**SELECTED PASSAGE**

********

When a Syncer is added to a backup model, it does become a part of the entire backup process for the model. Therefore, if the backup procedure above completes, but a Syncer should fail, then that backup model will be considered as having failed and you will receive an appropriate Notification.
If you wish to more fully separate this backup procedure from the processing of your Syncer(s), you can simply setup
additional models that only perform your Syncer(s). These can still be run after your backup model has completed
by simply performing multiple triggers.
e.g. backup perform --trigger my_backup,my_syncer
Note that in doing so, you will now receive notifications from each - but notifications for each may also be configured
differently. Also, should the first trigger/model fail, the second trigger/model will still be performed - as long as
the failure isn't due to a fatal error that causes Backup to exit.
See Performing Backups and Technical Overview for more info.
The RSync Syncer supports 3 types of operations:
-
RSync::Push -- Used to sync folders on the local system to a folder on a remote host.
-
RSync::Pull -- Used to sync folders from a remote host to a folder on the local system.
-
RSync::Local -- Used to sync folders on the local system to another local folder.
Additionally, RSync::Push
and RSync::Pull
support 3 different modes of operation:
-
:ssh (default) -- Connects to the remote host via SSH and does not require the use of an rsync daemon.
-
:ssh_daemon -- Connects via SSH, then spawns a single-use rsync daemon to allow certain daemon features to be used.
-
:rsync_daemon -- Connects directly to an rsync daemon on the remote host via TCP.
Note that :ssh
and :ssh_daemon
modes transfer data over an encrypted connection. :rsync_daemon
does not.
The configuration of RSync::Push
and RSync::Pull
are identical. Only the direction of the transfer differs. The
following shows all the configuration options, along with an explanation of use based on the mode
of operation.
Backup::Model.new(:my_backup, 'My Backup') do
sync_with RSync::Push do |rsync| # or: sync_with RSync::Pull do |rsync|
##
# :ssh is the default mode if not specified.
rsync.mode = :ssh # or :ssh_daemon or :rsync_daemon
##
# May be a hostname or IP address
rsync.host = "123.45.678.90"
##
# When using :ssh or :ssh_daemon mode, this will be the SSH port (default: 22).
# When using :rsync_daemon mode, this is the rsync:// port (default: 873).

********

**COLLECTED MATERIAL**

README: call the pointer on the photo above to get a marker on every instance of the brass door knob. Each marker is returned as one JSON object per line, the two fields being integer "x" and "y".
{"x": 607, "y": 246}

********

**GOAL**
Answer these questions from the Syncer passage:
(a) If the backup procedure completes but a Syncer fails, how is the backup model treated?
(b) Which mode of operation does not transfer data over an encrypted connection?
(c) In :rsync_daemon mode, what is the default rsync:// port?
The lines on this page come from a source unrelated to the Syncer passage.

**REPLY**
(a) The backup model is considered as having failed, and an appropriate Notification is sent.
(b) :rsync_daemon
(c) 873